[EXERCISE DESCRIPTION]
Present as a Markdown table the lines running from the one containing "Please segment the rural" through the end of the entries, inclusive, with columns named No. and Text. Number each line and omit blank lines.
--- Start ---
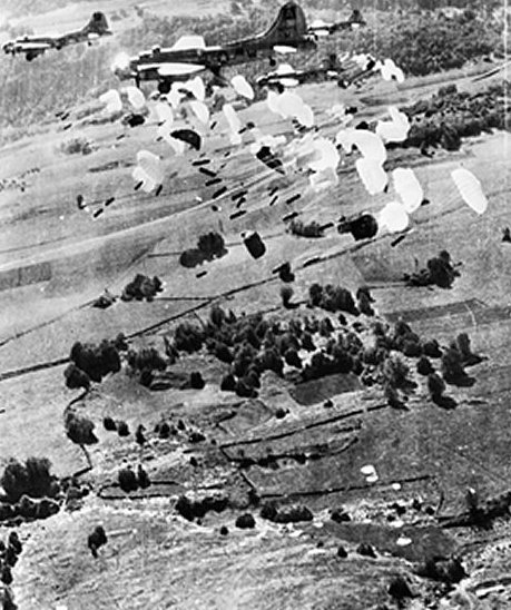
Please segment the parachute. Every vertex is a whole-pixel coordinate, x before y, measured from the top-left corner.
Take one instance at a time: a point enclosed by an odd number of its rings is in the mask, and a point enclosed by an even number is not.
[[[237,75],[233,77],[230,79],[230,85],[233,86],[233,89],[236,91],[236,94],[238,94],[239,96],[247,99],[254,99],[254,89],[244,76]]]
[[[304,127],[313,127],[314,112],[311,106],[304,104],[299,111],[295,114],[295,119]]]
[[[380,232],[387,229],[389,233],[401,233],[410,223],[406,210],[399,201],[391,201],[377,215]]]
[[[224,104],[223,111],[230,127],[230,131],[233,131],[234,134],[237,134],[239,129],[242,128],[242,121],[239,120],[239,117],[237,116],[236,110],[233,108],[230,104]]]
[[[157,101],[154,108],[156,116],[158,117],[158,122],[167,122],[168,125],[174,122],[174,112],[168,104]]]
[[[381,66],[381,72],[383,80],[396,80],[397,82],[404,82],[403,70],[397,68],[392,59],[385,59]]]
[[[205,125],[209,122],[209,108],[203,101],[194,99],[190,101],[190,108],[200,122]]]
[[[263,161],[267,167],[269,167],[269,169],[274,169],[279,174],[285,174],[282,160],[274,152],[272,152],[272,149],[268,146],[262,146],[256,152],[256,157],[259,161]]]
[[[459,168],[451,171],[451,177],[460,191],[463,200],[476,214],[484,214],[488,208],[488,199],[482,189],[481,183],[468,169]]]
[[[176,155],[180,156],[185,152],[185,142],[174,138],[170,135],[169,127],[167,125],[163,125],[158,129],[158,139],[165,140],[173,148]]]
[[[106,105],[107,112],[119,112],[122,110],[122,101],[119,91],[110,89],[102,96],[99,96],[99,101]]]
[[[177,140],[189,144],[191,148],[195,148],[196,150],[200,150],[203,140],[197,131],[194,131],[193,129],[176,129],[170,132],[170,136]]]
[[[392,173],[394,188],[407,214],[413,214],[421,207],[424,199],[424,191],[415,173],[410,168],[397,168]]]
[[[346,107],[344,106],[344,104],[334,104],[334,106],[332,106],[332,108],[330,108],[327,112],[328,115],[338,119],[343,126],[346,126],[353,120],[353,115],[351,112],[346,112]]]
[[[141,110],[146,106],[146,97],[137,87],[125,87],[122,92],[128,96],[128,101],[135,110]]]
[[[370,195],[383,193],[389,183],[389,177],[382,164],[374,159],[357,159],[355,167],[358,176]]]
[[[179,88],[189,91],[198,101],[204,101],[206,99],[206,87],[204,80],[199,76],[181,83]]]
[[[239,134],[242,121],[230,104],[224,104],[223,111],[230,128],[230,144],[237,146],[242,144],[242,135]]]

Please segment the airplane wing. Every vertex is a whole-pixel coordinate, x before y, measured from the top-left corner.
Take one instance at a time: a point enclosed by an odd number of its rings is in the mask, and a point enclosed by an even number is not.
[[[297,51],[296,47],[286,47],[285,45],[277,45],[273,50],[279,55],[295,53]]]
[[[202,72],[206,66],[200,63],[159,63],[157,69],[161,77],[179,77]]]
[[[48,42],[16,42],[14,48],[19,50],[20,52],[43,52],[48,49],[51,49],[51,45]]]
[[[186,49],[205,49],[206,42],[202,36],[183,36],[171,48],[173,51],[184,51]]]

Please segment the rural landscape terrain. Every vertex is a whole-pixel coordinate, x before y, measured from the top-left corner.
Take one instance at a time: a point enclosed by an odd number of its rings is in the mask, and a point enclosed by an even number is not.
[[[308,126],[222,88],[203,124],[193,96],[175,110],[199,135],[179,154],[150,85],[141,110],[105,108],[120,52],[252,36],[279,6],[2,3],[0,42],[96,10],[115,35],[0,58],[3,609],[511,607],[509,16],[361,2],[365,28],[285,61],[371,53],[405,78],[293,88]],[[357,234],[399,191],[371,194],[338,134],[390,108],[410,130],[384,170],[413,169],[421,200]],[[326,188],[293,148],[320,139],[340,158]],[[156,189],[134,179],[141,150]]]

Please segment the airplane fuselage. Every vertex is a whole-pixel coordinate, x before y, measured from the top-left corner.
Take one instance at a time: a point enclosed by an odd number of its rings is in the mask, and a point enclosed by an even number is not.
--- End ---
[REPLY TO THE TASK]
| No. | Text |
|---|---|
| 1 | Please segment the rural landscape terrain. Every vertex is a whole-pixel coordinate, x before y, measured from the top-left corner. |
| 2 | Take one instance at a time: a point enclosed by an odd number of its rings is in the mask, and a point enclosed by an even number is not. |
| 3 | [[[308,126],[222,88],[203,124],[193,96],[175,110],[199,135],[179,154],[150,85],[141,110],[105,108],[120,52],[252,36],[279,6],[2,3],[0,42],[96,10],[115,35],[0,58],[3,609],[511,607],[509,16],[361,2],[365,28],[285,61],[371,53],[405,78],[293,88]],[[357,234],[399,191],[371,194],[338,134],[390,108],[410,130],[384,170],[413,169],[421,200]],[[326,188],[293,148],[320,139],[340,158]],[[156,189],[134,179],[141,150]]] |
| 4 | Please segment the airplane fuselage. Every vertex is a whole-pixel coordinate, x before y, measured from the top-left corner. |
| 5 | Take one instance at a time: a point enclosed by an odd number of its rings is in the mask, and a point enclosed by an even number is not. |